Task — Copy every one of the records below word for word, and leave the pictures out of your copy.
========
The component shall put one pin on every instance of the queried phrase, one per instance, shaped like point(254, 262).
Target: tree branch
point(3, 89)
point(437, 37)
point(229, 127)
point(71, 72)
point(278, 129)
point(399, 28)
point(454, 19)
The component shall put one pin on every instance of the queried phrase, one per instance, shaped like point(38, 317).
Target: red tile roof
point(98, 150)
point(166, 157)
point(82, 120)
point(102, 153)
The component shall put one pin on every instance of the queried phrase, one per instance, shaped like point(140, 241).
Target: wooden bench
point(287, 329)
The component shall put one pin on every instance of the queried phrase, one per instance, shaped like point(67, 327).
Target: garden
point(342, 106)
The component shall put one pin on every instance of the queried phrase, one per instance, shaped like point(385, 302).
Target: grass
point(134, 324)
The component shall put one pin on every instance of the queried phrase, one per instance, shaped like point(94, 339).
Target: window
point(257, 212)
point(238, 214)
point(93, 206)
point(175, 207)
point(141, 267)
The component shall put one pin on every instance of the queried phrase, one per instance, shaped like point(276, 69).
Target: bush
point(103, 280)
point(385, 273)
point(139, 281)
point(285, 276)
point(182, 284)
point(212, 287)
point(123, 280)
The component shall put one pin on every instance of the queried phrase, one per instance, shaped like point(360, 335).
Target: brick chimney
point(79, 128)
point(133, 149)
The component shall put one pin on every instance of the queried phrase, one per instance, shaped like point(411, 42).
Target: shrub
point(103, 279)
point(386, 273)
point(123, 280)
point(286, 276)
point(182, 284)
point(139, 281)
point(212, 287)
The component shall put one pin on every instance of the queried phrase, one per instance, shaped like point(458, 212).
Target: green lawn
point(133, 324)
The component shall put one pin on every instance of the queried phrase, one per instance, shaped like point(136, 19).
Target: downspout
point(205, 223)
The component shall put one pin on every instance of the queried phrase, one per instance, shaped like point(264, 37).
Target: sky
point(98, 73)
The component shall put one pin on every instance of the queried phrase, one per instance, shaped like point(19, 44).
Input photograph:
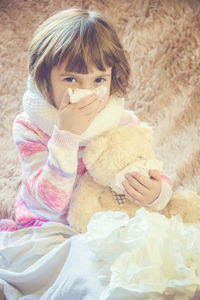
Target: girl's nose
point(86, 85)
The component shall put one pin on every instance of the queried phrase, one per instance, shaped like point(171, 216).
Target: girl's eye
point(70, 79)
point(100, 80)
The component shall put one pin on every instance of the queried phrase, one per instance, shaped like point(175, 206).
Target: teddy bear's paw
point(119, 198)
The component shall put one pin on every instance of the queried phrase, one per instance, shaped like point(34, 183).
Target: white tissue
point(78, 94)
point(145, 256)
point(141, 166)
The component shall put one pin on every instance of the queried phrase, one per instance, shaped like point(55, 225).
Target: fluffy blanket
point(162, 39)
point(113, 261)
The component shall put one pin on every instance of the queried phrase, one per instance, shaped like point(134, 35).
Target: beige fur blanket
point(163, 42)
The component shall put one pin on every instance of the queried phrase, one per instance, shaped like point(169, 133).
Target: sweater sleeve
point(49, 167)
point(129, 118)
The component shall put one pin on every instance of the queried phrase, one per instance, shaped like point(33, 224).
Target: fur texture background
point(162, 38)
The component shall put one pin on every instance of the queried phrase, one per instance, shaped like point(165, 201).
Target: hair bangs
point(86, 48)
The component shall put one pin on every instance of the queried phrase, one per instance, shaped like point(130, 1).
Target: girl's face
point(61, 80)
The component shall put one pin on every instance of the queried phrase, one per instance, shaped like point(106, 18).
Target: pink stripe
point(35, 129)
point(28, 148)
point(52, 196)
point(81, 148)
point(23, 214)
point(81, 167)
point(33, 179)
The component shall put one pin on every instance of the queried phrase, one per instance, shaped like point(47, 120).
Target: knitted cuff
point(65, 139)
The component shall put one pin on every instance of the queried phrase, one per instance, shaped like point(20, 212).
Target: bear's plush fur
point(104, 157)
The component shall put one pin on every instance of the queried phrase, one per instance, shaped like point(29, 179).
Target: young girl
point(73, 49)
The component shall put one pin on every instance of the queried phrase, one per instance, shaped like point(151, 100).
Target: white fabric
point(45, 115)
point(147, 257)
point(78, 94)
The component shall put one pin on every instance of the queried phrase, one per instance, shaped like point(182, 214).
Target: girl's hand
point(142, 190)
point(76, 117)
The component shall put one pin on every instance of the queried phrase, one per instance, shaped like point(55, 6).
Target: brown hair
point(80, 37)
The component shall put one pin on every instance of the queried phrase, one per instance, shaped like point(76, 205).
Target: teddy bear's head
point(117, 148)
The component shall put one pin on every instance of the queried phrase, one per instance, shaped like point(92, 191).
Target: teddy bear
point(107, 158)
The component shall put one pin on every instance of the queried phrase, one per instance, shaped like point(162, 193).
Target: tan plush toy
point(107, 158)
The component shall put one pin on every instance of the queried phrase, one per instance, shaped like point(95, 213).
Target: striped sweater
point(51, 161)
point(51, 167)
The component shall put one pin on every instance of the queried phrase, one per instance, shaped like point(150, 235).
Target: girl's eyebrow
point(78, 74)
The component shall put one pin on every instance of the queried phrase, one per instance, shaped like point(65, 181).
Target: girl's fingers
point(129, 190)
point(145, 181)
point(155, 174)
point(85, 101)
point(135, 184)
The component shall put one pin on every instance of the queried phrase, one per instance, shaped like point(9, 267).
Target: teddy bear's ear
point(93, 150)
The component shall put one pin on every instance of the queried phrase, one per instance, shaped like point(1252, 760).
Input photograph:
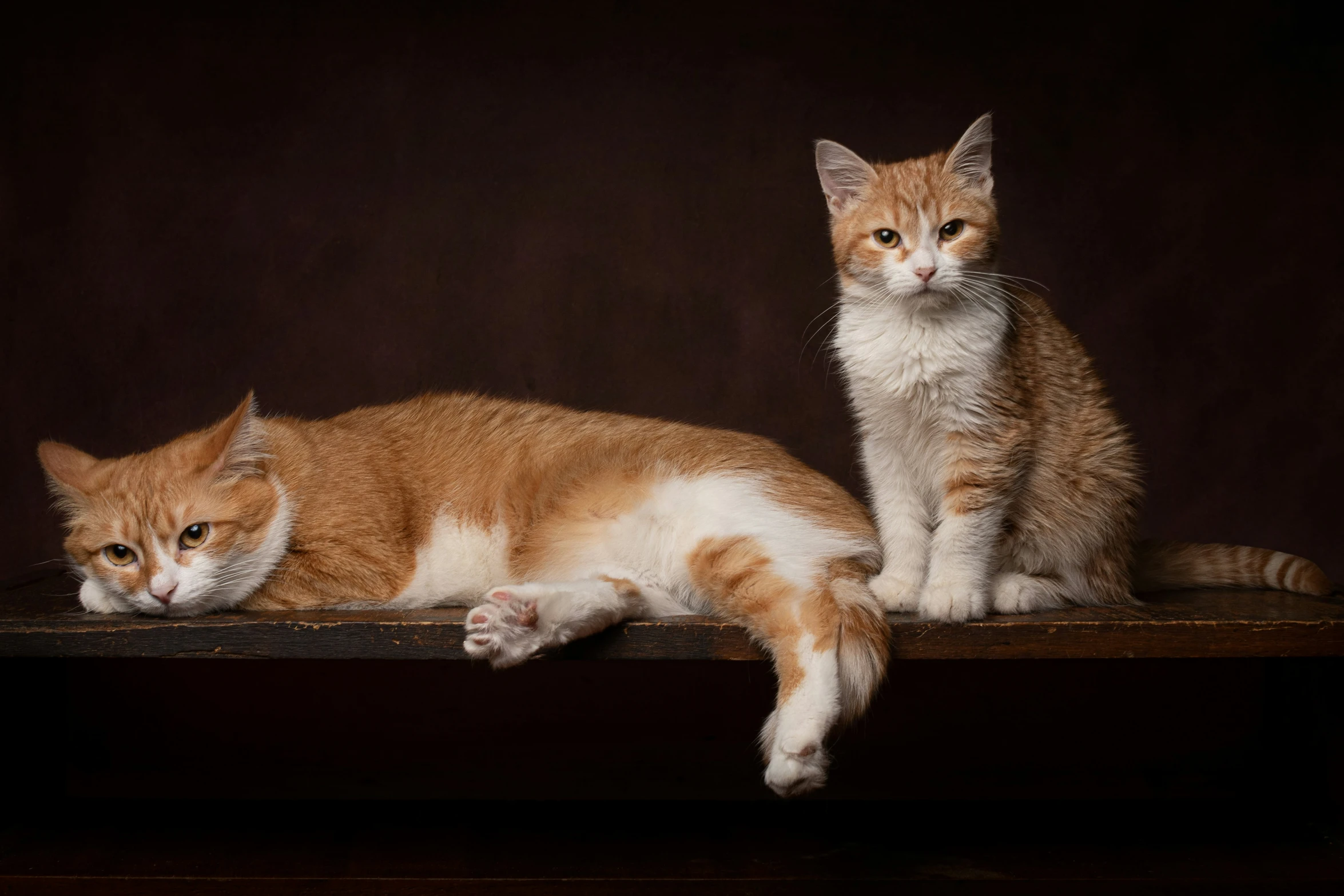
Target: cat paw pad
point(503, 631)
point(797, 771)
========
The response —
The component shall put one pin on every instance of the queried phrase, one per instance, shaped like point(254, 262).
Target: tree branch
point(3, 89)
point(437, 37)
point(229, 127)
point(71, 72)
point(278, 129)
point(399, 28)
point(454, 19)
The component shall put one pin on every instance of the queried phrase, one per instance, shaped like point(38, 317).
Target: red tile roof
point(98, 150)
point(166, 157)
point(82, 120)
point(102, 153)
The component shall put one pin on every instance of the queried phrase, one per instance, shaped like point(140, 241).
Target: wooden bench
point(287, 329)
The component shall put one pin on every instance of the queried phrase, one per instance, shaped like point(67, 327).
Target: garden
point(342, 106)
The component shall put one pin on every instance of the queried phrase, one per instance, shaped like point(385, 302).
Target: grass
point(134, 324)
The component shall put one pin on every instance of the queried phrase, one per instance, shaped like point(94, 339).
Target: window
point(257, 212)
point(238, 214)
point(93, 206)
point(175, 207)
point(141, 267)
The component shall put one pin on every instance of the queried phrase, one per instance, shaped like point(276, 69).
Target: bush
point(103, 280)
point(385, 273)
point(139, 281)
point(285, 276)
point(182, 284)
point(212, 287)
point(123, 280)
The component shall put one pin on every instance of the queried phrase, one per instance, shaped like point(360, 335).
Target: brick chimney
point(79, 128)
point(133, 149)
The component shall put one pin on every instance of the queried phrase, one per instance, shaped like point(411, 42).
Target: shrub
point(103, 279)
point(386, 273)
point(123, 280)
point(286, 276)
point(182, 284)
point(139, 281)
point(212, 287)
The component shall put one pin on every instance of the queried phrase, one per instance, shaped like point(458, 212).
Target: green lawn
point(133, 324)
The component shall put one pin on every instance of the queried phrase, one per instance, shaped like point(136, 19).
Target: downspout
point(205, 223)
The component shall put one pin on every instance of the queried phrase, one per instance, shaped like point(264, 37).
Target: sky
point(98, 73)
The component shall put one pin on every instance of the queried phrase, one per instance, shaped like point(19, 44).
Input photograph:
Target: girl's nose
point(86, 85)
The component shall put one pin on every instance of the queried phrase, one per instance, shaped like point(171, 216).
Target: girl's eye
point(70, 79)
point(100, 80)
The component shall put one pin on every instance of the queried phrase, one per instance, shaped like point(175, 206).
Target: teddy bear's paw
point(119, 198)
The component shall put one pin on every instance of the queried phrase, one per instance, shaped like point(34, 183).
Target: white tissue
point(78, 94)
point(145, 256)
point(141, 166)
The component shall put one pin on every instance of the queried phrase, one per instance, shaped like point(55, 225).
Target: fluffy blanket
point(162, 39)
point(113, 261)
The component shall put one pin on every instance of the queried phrase, one per instance, shaped like point(134, 35).
Target: beige fur blanket
point(163, 42)
The component shall put one pin on every instance of the queried phrase, one per instance, shaped like point(169, 133).
Target: sweater sleeve
point(49, 167)
point(129, 118)
The component shall put one pin on every instance of the queried phrase, one per instance, shaped like point(33, 224).
Target: fur texture background
point(162, 38)
The component shall put one pin on every instance of the queried phrase, one per instance, shaped like point(165, 201).
Target: hair bangs
point(86, 48)
The component shall put one pin on every instance of the queried phrase, one per instance, shaped like point(130, 1).
Target: girl's face
point(61, 80)
The component shall put one pin on every instance of the queried phrase, one per instance, shaped like point(106, 18).
Target: pink stripe
point(35, 129)
point(28, 148)
point(52, 196)
point(81, 148)
point(23, 214)
point(81, 167)
point(33, 179)
The component shall put one pin on every instance of the queried phrase, one per instance, shaped like point(47, 120).
Target: knitted cuff
point(65, 139)
The component shall put one pin on every instance of the queried phrase, one per instance, shaped like point(20, 212).
Target: bear's plush fur
point(104, 157)
The component shall put one pin on every instance of the queried phrase, one per instance, shaped like point(29, 179).
Target: young girl
point(73, 49)
The component shall put one pin on every instance of the queried phrase, one per instance, shaped like point(151, 100).
Target: white fabric
point(45, 115)
point(147, 257)
point(78, 94)
The component shall put one pin on every instance of the queried phrase, one per instance, shaped like point(182, 214).
Target: girl's hand
point(142, 190)
point(76, 117)
The component shall put one pin on every instance of the queried phrase, one per instance, shaped like point(55, 6).
Target: brown hair
point(80, 37)
The component shall put one pin on every instance of the queried phrase, one per instance, shaped like point(76, 205).
Target: teddy bear's head
point(117, 148)
The component shall put one pin on every instance of the queried phrase, one per instance, shaped like point(92, 191).
Target: teddy bear
point(107, 158)
The component shall put one pin on every instance of the queried phrase, one per instance, shaped like point(162, 193).
Target: tan plush toy
point(107, 158)
The component shall put one pin on every instance of the queried phrase, one per instance, shaped like point(95, 213).
Target: striped sweater
point(51, 161)
point(51, 167)
The component shall put one pin on every instance of the queried phrase, one per instance, shaped like point(150, 235).
Target: girl's eyebrow
point(78, 74)
The component shall put one pin on every instance of the queried phrase, one per instance, shaped like point(65, 181).
Target: girl's fingers
point(129, 190)
point(145, 181)
point(155, 174)
point(85, 101)
point(135, 184)
The component shall put one pin on every instance of the queried phrase, one per instance, shaped like point(9, 267).
Target: teddy bear's ear
point(93, 150)
The component shall put one pin on every instance of the queried phrase, one per instance, shaped like point(1252, 760).
Input photograph:
Target: cat paw pad
point(503, 631)
point(797, 771)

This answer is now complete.